• **Work required**
An exact copy of the data below is required; return it in full.

= Beginning of Section =

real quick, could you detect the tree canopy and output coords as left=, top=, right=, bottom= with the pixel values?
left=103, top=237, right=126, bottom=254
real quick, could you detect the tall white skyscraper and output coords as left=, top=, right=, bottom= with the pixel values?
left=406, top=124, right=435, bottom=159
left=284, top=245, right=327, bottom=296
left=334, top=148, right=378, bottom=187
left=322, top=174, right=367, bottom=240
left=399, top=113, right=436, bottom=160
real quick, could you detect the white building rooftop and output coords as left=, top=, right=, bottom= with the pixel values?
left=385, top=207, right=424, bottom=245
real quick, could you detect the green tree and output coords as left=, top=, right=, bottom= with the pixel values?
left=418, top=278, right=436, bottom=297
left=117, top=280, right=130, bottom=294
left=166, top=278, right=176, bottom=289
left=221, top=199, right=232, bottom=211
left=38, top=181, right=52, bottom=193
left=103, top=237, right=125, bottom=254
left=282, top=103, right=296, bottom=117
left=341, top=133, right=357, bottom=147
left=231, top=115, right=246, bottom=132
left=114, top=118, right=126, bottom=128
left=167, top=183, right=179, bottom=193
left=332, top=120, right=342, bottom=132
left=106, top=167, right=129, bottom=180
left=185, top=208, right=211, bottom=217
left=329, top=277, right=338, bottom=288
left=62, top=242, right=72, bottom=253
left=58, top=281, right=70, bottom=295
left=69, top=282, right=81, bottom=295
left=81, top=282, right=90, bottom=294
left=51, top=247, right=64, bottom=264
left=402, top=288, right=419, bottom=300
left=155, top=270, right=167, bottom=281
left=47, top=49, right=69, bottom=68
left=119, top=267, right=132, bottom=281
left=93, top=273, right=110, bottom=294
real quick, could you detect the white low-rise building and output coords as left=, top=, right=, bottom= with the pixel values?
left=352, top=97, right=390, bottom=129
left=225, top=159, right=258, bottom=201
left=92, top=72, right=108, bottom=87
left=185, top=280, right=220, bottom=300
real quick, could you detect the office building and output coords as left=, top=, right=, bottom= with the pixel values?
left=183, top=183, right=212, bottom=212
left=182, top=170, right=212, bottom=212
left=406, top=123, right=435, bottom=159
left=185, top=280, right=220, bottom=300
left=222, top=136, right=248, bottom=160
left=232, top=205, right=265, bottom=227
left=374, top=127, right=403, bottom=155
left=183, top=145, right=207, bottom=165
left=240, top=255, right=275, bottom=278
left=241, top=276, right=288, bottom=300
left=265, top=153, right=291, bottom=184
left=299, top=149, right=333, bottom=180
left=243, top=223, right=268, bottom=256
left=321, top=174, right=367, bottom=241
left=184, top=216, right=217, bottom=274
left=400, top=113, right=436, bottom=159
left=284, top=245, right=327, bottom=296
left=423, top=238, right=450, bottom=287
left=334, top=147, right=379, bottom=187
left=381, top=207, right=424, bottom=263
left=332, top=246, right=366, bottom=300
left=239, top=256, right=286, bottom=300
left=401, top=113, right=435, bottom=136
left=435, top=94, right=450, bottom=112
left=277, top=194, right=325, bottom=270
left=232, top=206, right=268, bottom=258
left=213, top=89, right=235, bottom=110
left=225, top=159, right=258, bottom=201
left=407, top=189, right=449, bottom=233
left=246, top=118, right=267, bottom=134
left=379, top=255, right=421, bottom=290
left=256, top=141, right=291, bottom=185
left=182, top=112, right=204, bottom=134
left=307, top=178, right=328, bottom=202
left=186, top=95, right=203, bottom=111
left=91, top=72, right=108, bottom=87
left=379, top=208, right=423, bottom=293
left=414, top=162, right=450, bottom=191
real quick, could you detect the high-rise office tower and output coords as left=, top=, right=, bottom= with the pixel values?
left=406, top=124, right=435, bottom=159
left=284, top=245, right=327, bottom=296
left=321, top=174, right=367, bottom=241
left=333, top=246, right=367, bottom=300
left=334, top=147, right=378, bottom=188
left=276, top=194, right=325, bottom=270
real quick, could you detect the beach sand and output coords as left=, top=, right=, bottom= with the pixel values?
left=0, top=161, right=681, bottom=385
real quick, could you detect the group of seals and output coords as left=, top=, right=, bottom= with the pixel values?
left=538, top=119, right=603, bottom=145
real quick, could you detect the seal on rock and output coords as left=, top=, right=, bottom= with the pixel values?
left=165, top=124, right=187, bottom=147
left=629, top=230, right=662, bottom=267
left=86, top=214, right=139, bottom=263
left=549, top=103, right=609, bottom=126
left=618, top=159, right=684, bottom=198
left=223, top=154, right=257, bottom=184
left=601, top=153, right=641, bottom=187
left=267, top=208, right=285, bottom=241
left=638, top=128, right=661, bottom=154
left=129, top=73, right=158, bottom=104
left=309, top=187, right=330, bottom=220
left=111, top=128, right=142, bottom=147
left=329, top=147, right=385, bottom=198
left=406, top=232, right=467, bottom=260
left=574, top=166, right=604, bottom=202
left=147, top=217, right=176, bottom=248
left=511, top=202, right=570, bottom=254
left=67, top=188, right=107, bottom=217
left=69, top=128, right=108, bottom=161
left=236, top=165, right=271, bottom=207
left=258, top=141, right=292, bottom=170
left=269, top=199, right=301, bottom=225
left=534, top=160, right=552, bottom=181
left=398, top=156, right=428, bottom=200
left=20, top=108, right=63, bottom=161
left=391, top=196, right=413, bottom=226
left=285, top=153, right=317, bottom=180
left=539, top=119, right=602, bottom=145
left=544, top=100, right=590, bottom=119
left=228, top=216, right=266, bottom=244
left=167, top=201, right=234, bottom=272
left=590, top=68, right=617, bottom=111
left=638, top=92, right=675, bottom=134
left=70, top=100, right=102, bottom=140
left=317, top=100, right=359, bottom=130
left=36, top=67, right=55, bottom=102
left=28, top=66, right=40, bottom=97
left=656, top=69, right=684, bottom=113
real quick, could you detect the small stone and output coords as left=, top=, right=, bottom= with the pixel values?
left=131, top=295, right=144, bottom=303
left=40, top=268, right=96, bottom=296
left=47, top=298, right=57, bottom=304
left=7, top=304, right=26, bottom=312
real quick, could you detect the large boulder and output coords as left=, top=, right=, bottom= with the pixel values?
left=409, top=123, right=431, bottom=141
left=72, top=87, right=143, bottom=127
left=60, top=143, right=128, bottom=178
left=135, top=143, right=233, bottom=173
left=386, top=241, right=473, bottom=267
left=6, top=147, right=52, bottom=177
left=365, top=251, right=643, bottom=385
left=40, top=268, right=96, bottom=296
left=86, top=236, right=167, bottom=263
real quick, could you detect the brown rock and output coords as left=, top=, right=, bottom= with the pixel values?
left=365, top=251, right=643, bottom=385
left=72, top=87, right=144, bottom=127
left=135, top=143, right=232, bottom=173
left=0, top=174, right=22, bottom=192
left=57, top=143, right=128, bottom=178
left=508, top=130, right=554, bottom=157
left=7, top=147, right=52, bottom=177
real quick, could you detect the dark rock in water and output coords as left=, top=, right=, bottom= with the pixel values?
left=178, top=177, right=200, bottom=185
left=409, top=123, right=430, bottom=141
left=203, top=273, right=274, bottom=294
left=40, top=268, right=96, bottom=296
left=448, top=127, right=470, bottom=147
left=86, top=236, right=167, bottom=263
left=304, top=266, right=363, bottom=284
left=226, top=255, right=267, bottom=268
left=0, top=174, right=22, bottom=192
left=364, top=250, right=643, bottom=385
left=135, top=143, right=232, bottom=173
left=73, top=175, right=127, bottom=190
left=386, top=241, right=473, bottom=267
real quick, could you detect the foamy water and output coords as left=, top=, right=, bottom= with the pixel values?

= End of Section =

• **Response area**
real quick, could you detect the tree canopy and output coords as left=, top=, right=, bottom= with the pixel values?
left=103, top=237, right=126, bottom=254
real quick, could you detect the tall white skyscraper and output coords as left=, top=, right=, bottom= with the pixel values?
left=406, top=124, right=435, bottom=159
left=284, top=245, right=327, bottom=296
left=334, top=148, right=378, bottom=187
left=322, top=174, right=367, bottom=240
left=399, top=113, right=436, bottom=160
real quick, could you detect the white building rooftop and output coords as left=, top=, right=, bottom= with the pixel values?
left=385, top=207, right=424, bottom=245
real quick, could you detect the green tree and output coords as left=, top=, right=, bottom= with the pixel values?
left=418, top=278, right=436, bottom=297
left=117, top=280, right=130, bottom=294
left=166, top=278, right=176, bottom=289
left=221, top=199, right=232, bottom=211
left=38, top=181, right=52, bottom=193
left=103, top=237, right=125, bottom=254
left=282, top=103, right=296, bottom=117
left=341, top=133, right=357, bottom=147
left=231, top=115, right=246, bottom=132
left=114, top=118, right=126, bottom=128
left=167, top=183, right=179, bottom=193
left=332, top=120, right=342, bottom=132
left=106, top=167, right=129, bottom=180
left=185, top=208, right=211, bottom=217
left=329, top=277, right=338, bottom=288
left=62, top=242, right=72, bottom=253
left=58, top=281, right=70, bottom=295
left=69, top=282, right=81, bottom=295
left=81, top=282, right=90, bottom=294
left=51, top=247, right=64, bottom=264
left=402, top=288, right=419, bottom=300
left=155, top=270, right=167, bottom=281
left=47, top=49, right=69, bottom=68
left=119, top=267, right=132, bottom=281
left=93, top=273, right=110, bottom=294
real quick, could you detect the white low-rise building and output coords as left=, top=, right=, bottom= with the pixel values?
left=352, top=97, right=390, bottom=129
left=225, top=159, right=258, bottom=201
left=92, top=72, right=108, bottom=87
left=185, top=280, right=220, bottom=300
real quick, could you detect the office building and output coords as left=, top=, right=, bottom= with the pixel values?
left=183, top=183, right=212, bottom=212
left=182, top=170, right=212, bottom=212
left=406, top=123, right=435, bottom=159
left=185, top=280, right=220, bottom=300
left=222, top=136, right=248, bottom=160
left=232, top=205, right=265, bottom=227
left=374, top=127, right=403, bottom=155
left=183, top=145, right=207, bottom=165
left=240, top=255, right=275, bottom=278
left=241, top=276, right=288, bottom=300
left=265, top=153, right=291, bottom=184
left=299, top=149, right=333, bottom=180
left=243, top=223, right=268, bottom=256
left=321, top=174, right=367, bottom=241
left=184, top=216, right=217, bottom=274
left=400, top=113, right=436, bottom=159
left=284, top=245, right=327, bottom=296
left=423, top=238, right=450, bottom=287
left=334, top=147, right=379, bottom=187
left=381, top=207, right=424, bottom=263
left=332, top=246, right=366, bottom=300
left=239, top=256, right=286, bottom=300
left=401, top=113, right=435, bottom=136
left=435, top=94, right=450, bottom=112
left=277, top=194, right=325, bottom=270
left=232, top=206, right=268, bottom=258
left=213, top=89, right=235, bottom=110
left=225, top=159, right=258, bottom=201
left=407, top=189, right=449, bottom=233
left=246, top=118, right=267, bottom=134
left=379, top=255, right=421, bottom=290
left=256, top=141, right=291, bottom=185
left=182, top=112, right=204, bottom=134
left=307, top=178, right=328, bottom=202
left=186, top=95, right=203, bottom=111
left=91, top=72, right=108, bottom=87
left=379, top=208, right=423, bottom=293
left=414, top=162, right=450, bottom=191
real quick, could you detect the high-rise office tower and output coords as left=, top=, right=, bottom= with the pixel values?
left=406, top=124, right=435, bottom=159
left=284, top=245, right=327, bottom=296
left=321, top=174, right=367, bottom=241
left=333, top=246, right=367, bottom=300
left=334, top=147, right=378, bottom=188
left=276, top=194, right=325, bottom=270
real quick, could you detect the beach sand and output coords as left=, top=, right=, bottom= with the pixel values?
left=0, top=161, right=681, bottom=385
real quick, could you detect the group of seals and output coords as left=, top=, right=, bottom= with the pixel values?
left=538, top=119, right=603, bottom=145
real quick, could you detect the seal on rock and output coords as left=, top=, right=, bottom= with the pixel values?
left=165, top=124, right=187, bottom=147
left=629, top=230, right=662, bottom=267
left=86, top=214, right=139, bottom=263
left=549, top=103, right=609, bottom=126
left=618, top=159, right=684, bottom=198
left=223, top=154, right=257, bottom=184
left=601, top=153, right=641, bottom=187
left=267, top=208, right=285, bottom=241
left=638, top=128, right=661, bottom=154
left=129, top=73, right=158, bottom=104
left=309, top=187, right=330, bottom=220
left=111, top=128, right=142, bottom=147
left=329, top=147, right=385, bottom=198
left=406, top=232, right=467, bottom=260
left=574, top=166, right=604, bottom=202
left=147, top=217, right=176, bottom=248
left=511, top=202, right=570, bottom=254
left=67, top=188, right=107, bottom=217
left=69, top=128, right=108, bottom=161
left=236, top=165, right=271, bottom=207
left=258, top=141, right=292, bottom=170
left=269, top=199, right=301, bottom=225
left=534, top=160, right=552, bottom=181
left=398, top=156, right=428, bottom=200
left=20, top=108, right=63, bottom=161
left=391, top=196, right=413, bottom=226
left=285, top=153, right=317, bottom=180
left=539, top=119, right=602, bottom=145
left=544, top=100, right=590, bottom=119
left=228, top=216, right=266, bottom=244
left=167, top=201, right=234, bottom=272
left=590, top=68, right=617, bottom=111
left=638, top=92, right=675, bottom=134
left=70, top=100, right=102, bottom=140
left=317, top=100, right=359, bottom=130
left=36, top=67, right=55, bottom=102
left=28, top=66, right=40, bottom=97
left=656, top=69, right=684, bottom=113
real quick, could you detect the small stone and output coords as left=, top=, right=, bottom= with the pixel values?
left=131, top=295, right=144, bottom=303
left=40, top=268, right=96, bottom=296
left=47, top=298, right=57, bottom=304
left=7, top=304, right=26, bottom=312
real quick, could you detect the large boulder and output coords as left=, top=, right=, bottom= with the pixel values?
left=409, top=123, right=431, bottom=141
left=72, top=87, right=143, bottom=127
left=60, top=143, right=128, bottom=178
left=135, top=143, right=233, bottom=173
left=386, top=241, right=473, bottom=267
left=6, top=147, right=52, bottom=177
left=365, top=251, right=643, bottom=385
left=40, top=268, right=96, bottom=296
left=86, top=236, right=167, bottom=263
real quick, could you detect the brown rock and output coords as left=, top=, right=, bottom= with the pixel values?
left=365, top=251, right=643, bottom=385
left=72, top=87, right=144, bottom=127
left=135, top=143, right=232, bottom=173
left=0, top=174, right=22, bottom=192
left=57, top=143, right=128, bottom=178
left=508, top=130, right=554, bottom=157
left=7, top=147, right=52, bottom=177
real quick, could you detect the dark rock in water and output coords as left=, top=, right=, bottom= with the pixel values?
left=178, top=177, right=200, bottom=185
left=409, top=123, right=430, bottom=141
left=203, top=273, right=274, bottom=294
left=40, top=268, right=96, bottom=296
left=448, top=127, right=470, bottom=147
left=86, top=236, right=167, bottom=263
left=304, top=266, right=363, bottom=284
left=226, top=255, right=267, bottom=268
left=0, top=174, right=22, bottom=192
left=364, top=250, right=643, bottom=385
left=135, top=143, right=232, bottom=173
left=73, top=175, right=127, bottom=190
left=386, top=241, right=473, bottom=267
real quick, could you detect the foamy water and output coords as left=, top=, right=, bottom= with the pixel values?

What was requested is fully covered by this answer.